### Passage shown
= = = = = = =
Do You Know SDOH? You Should

Health insurers are slowly adopting their plans to include coverage of certain non-medical expenses that have been shown to improve their health. A leading example would be installation of bathroom grab bars to prevent falls, a leading cause of serious injury among older Americans.

Another example is delivering healthy meals for a week or two to people who’ve been released from a hospital after a serious injury or health condition. It’s hard for people to cook for themselves, let alone get out to shop for nutritious food. Being well-fed for two weeks can help speed their recoveries.

Paying for people to take a Uber or Lyft to a medical appointment is another popular example of what is broadly known as coverage of social determinants of health – hence the SDOH of today’s headline.

In the real world, the logic of SDOH is obvious. Spending a little bit of money know can save huge amounts in future medical bills while adding greatly to a person’s quality of life. For all the money we spend on health, medical care is responsible for only about 20 percent of our wellbeing. The other 80 percent is tied to income, housing, food scarcity, and other behaviors.
= = = = = = =
### Directions
1. According to the article on social determinants of health, what share of our wellbeing is medical care responsible for?
2. Duplicate the article on social determinants of health from "Do You Know" to "speed their recoveries.".
3. Pick up the article on social determinants of health after its last sentence and continue writing it.

### Excerpted data
= = = = = = =
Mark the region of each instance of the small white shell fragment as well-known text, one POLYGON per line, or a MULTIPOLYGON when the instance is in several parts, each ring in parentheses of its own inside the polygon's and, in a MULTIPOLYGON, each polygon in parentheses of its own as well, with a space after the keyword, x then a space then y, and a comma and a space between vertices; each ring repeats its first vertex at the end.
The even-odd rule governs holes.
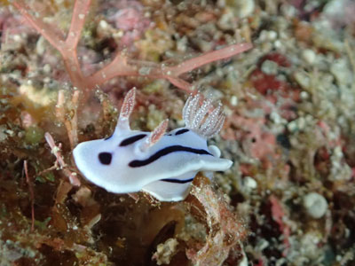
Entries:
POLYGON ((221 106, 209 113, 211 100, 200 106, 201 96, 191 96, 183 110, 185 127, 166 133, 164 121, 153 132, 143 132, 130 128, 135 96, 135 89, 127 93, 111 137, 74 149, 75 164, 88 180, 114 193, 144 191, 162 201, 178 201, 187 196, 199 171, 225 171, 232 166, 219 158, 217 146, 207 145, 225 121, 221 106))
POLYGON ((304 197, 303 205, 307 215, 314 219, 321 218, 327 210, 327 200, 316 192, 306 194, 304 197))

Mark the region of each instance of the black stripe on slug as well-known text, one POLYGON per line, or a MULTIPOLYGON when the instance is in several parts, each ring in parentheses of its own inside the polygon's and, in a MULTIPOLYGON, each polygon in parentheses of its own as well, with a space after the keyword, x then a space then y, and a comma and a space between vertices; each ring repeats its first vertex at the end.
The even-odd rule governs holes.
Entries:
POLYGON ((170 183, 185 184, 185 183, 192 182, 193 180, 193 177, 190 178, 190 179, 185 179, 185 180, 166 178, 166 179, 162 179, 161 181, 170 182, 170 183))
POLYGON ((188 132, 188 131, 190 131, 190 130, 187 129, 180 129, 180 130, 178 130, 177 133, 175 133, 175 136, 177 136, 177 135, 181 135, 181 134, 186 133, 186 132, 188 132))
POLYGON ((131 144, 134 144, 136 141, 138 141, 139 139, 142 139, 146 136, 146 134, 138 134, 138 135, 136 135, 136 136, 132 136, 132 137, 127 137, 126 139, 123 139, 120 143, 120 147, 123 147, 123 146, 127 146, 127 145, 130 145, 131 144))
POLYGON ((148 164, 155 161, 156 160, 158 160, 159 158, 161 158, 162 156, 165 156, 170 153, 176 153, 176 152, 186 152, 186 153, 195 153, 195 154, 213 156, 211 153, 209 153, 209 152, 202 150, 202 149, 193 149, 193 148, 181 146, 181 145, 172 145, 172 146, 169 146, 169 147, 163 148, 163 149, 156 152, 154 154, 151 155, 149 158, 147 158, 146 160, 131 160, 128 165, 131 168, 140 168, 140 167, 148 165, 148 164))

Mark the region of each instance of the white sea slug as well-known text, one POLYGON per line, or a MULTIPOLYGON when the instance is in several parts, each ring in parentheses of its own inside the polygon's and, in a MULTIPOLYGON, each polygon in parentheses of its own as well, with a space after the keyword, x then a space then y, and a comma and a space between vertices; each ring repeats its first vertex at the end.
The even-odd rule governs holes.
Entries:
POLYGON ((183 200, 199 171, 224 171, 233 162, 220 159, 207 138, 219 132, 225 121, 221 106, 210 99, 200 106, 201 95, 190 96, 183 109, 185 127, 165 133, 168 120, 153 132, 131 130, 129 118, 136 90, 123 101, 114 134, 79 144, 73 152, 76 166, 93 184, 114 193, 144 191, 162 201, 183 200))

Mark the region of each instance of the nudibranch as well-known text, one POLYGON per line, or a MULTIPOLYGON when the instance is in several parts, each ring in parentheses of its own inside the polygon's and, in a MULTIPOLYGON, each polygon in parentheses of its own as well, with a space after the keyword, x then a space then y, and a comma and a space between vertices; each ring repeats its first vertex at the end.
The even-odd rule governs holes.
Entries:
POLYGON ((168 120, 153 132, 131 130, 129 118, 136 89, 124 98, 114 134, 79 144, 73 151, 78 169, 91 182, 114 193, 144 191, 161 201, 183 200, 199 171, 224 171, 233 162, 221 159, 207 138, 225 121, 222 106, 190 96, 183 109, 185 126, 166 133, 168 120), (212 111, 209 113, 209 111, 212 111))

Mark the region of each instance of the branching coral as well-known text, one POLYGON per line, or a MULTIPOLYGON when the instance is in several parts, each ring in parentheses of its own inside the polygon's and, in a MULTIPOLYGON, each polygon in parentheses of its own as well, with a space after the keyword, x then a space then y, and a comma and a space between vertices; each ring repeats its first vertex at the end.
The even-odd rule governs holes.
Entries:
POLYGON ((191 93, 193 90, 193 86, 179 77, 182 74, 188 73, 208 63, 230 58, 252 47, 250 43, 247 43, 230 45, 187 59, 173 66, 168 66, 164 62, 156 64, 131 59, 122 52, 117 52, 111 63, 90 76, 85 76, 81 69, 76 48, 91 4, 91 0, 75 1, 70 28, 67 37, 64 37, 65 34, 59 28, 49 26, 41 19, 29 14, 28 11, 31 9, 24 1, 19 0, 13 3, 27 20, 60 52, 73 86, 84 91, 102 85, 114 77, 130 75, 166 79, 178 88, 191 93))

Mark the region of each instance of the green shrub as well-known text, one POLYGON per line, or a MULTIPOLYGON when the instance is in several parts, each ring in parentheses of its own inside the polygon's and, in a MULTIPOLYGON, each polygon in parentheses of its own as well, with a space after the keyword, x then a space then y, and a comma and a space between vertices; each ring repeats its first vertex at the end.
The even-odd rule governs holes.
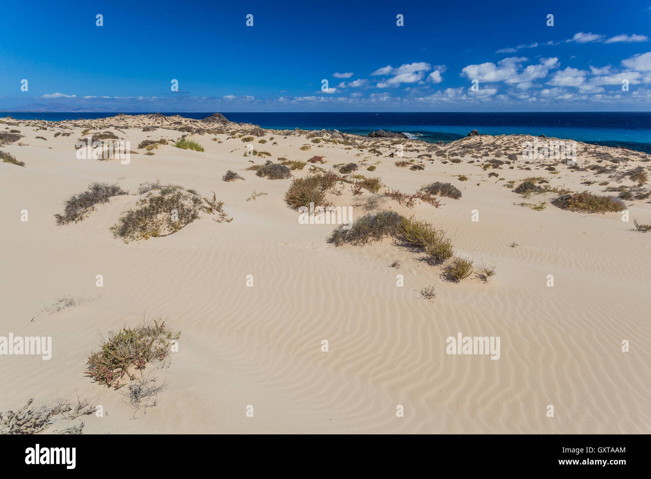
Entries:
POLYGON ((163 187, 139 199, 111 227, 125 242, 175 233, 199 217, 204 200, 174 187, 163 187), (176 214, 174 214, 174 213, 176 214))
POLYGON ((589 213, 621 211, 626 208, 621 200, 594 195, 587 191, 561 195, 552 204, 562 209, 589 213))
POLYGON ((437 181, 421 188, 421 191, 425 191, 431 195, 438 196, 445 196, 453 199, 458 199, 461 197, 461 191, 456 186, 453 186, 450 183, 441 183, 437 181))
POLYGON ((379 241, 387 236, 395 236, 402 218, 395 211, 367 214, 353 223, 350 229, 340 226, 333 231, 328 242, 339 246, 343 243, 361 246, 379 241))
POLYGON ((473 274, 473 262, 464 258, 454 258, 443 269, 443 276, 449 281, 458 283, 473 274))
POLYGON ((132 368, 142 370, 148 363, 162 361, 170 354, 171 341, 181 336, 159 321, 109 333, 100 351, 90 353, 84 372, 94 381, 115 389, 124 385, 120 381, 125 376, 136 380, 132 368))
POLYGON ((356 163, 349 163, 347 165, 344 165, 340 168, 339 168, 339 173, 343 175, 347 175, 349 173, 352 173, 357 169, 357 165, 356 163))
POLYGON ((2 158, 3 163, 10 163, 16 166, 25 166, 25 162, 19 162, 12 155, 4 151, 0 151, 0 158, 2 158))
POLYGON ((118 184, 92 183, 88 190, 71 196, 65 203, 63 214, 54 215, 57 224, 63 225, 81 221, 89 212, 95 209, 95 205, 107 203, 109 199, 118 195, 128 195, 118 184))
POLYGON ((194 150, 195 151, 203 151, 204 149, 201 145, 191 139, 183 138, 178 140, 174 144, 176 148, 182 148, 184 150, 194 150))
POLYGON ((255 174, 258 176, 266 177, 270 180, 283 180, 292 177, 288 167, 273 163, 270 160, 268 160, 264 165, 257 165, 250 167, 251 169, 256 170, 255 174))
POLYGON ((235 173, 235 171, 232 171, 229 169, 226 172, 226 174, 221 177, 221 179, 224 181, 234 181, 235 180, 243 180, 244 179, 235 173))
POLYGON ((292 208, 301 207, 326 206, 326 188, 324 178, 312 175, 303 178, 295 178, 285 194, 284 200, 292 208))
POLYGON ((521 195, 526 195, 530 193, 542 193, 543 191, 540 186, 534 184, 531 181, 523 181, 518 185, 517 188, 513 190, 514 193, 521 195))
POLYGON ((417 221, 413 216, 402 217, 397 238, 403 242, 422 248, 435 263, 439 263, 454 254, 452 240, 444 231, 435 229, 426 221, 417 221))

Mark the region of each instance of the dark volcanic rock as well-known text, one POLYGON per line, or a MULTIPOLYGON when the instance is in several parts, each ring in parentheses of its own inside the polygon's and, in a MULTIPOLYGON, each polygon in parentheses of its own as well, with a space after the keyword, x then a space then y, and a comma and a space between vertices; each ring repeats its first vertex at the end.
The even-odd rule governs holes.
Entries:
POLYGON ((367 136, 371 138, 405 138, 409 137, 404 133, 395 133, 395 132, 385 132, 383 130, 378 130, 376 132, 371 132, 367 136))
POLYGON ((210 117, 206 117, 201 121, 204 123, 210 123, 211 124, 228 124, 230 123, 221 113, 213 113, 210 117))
= = = = = = =
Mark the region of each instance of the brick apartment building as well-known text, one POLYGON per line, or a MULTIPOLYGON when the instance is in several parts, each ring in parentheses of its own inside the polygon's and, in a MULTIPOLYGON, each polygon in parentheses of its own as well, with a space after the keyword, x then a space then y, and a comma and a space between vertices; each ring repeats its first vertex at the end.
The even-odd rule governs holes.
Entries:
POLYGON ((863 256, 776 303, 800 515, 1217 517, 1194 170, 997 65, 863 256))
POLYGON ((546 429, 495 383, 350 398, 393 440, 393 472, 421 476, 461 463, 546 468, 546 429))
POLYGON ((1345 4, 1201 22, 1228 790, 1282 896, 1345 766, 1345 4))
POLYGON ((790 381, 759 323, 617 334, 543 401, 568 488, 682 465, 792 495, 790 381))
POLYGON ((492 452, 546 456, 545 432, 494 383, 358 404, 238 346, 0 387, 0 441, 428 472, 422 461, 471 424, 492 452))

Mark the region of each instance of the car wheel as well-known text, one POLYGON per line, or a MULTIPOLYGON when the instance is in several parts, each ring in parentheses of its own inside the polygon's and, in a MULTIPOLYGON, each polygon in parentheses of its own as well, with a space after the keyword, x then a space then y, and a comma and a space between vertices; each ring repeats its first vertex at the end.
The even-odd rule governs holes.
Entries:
= = = = = = =
### Task results
1. Medical care is responsible for only about 20 percent of our wellbeing.

2.
Do You Know SDOH? You Should

Health insurers are slowly adopting their plans to include coverage of certain non-medical expenses that have been shown to improve their health. A leading example would be installation of bathroom grab bars to prevent falls, a leading cause of serious injury among older Americans.

Another example is delivering healthy meals for a week or two to people who’ve been released from a hospital after a serious injury or health condition. It’s hard for people to cook for themselves, let alone get out to shop for nutritious food. Being well-fed for two weeks can help speed their recoveries.

3.
Reflecting this knowledge in an insurance product is seldom obvious and often very difficult. Not that we’re likely to forget, but private health insurers make a lot of money, so expecting them to suddenly provide a grab bag of new benefits is not going to happen.

What is happening, perhaps too slowly, is that health insurers are looking at their most costly customers. In any given year, more than 20 percent of national health spending is generated by 1 percent of those with insurance. The problem, of course, is that a substantially different 1 percent may generate 20 percent of next year’s spending, and so on.

Figuring out ways to reduce spending by the sickest customers is hardly charity; it can translate into huge savings for insurers, higher profits and happy shareholders. Increasingly, these ways include SDOH. Most programs involve low-income Medicaid and Medicare beneficiaries.

Humana launched an effort earlier this year that reimburses hospitals and other health systems for referring Medicare Advantage customers to food banks and housing assistance programs.

United Healthcare is testing a housing support program, according to a story in the Philadelphia Inquirer. The company’s Medicaid plan, UnitedHealthcare Community Plan of Pennsylvania, screens homeless Medicaid patients with high health spending and tries to find housing for them.

“Many of the people we serve,” the plan’s chief executive Allison Davenport told the newspaper, “experienced such instability that their health care becomes intractable. It compounds, it compounds, it compounds and they can’t address that in a completely unstable situation.”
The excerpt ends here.